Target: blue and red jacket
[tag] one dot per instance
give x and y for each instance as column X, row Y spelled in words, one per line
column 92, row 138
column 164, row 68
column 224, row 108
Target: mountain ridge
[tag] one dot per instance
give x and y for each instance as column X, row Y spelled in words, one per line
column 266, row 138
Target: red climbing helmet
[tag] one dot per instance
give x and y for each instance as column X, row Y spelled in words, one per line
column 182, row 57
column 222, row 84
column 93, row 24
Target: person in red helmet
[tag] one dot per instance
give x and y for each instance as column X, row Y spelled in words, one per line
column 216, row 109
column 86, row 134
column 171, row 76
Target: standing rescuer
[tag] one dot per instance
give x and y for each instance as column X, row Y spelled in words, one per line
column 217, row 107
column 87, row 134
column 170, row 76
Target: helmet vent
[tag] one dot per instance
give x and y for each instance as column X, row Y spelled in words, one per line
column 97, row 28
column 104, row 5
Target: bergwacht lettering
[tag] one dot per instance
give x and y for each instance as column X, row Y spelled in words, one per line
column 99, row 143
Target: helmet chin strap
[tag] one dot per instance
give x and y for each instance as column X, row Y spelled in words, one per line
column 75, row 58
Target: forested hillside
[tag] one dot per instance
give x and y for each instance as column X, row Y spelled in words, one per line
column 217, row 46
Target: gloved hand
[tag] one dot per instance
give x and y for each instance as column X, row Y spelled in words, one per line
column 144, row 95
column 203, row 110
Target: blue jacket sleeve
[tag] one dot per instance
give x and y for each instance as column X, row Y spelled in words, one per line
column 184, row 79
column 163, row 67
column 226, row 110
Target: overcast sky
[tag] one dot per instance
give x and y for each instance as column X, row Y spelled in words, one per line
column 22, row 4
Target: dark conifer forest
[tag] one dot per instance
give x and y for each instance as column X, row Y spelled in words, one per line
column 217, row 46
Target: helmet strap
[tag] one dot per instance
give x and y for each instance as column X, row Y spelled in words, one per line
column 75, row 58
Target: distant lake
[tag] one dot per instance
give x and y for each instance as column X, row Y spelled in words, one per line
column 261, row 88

■ ■ ■ ■ ■

▶ _Exercise description_
Recast all the items above as a two-column CSV with the headers item_text and answer, one row per item. Put each item's text and its answer in a single quoted field, with line breaks replaced by spaces.

▶ _Solution to the problem_
item_text,answer
"Target: blue and red jacket [tag] one dot per instance give x and y for each instance as column X, row Y spelled in words, one per line","column 92, row 138 column 164, row 68 column 224, row 108"
"Target: mountain ridge [tag] one dot per instance give x and y for each instance as column X, row Y spelled in words, one per line","column 266, row 138"
"Target: red climbing helmet [tag] one dot per instance give x and y for each instance as column X, row Y spelled in words, one per line","column 182, row 57 column 222, row 84 column 93, row 24"
"Target: person in red helmet [tag] one dot per instance give x and y for each instance as column X, row Y spelled in words, one per line","column 216, row 109 column 86, row 134 column 171, row 76"
"Target: standing rescuer [tag] one dot per instance give x and y for each instance as column X, row Y spelled in words, one per line","column 217, row 107 column 87, row 134 column 170, row 76"
"Target: helmet vent [tag] one dot per instance give x and y for each instance as column X, row Y spelled in words, one per line","column 97, row 28 column 104, row 5"
"Target: bergwacht lettering [tag] one dot per instance give x and y for each instance as column X, row Y spelled in words, one per line","column 99, row 143"
"Target: helmet chin strap [tag] one dot per instance give x and y for each instance as column X, row Y spelled in words, one per line","column 75, row 58"
"Target: forested hillside [tag] one dot per instance give x and y for each instance as column X, row Y spelled in words, one per line","column 217, row 46"
"Target: gloved hand [tag] one dot per instance give x and y for each instance as column X, row Y spelled in words, one per line","column 144, row 95 column 203, row 110"
"Target: blue jacket sleeve [tag] one dot per instance give x and y for each instance as column X, row Y spelled in words, one per line","column 184, row 79 column 163, row 67 column 226, row 110"
"Target: overcast sky [tag] one dot per instance give x and y for each instance as column X, row Y spelled in words, one per line","column 22, row 4"
"Target: dark conifer forest [tag] one dot per instance give x and y for each instance as column X, row Y spelled in words, one per line","column 217, row 46"
"Target: helmet strap [tag] one dot per instance give x and y for each instance as column X, row Y spelled in words, one per line","column 75, row 58"
"Target: distant lake [tag] one dot per instance give x and y for each instance as column X, row Y spelled in words, one per line","column 261, row 88"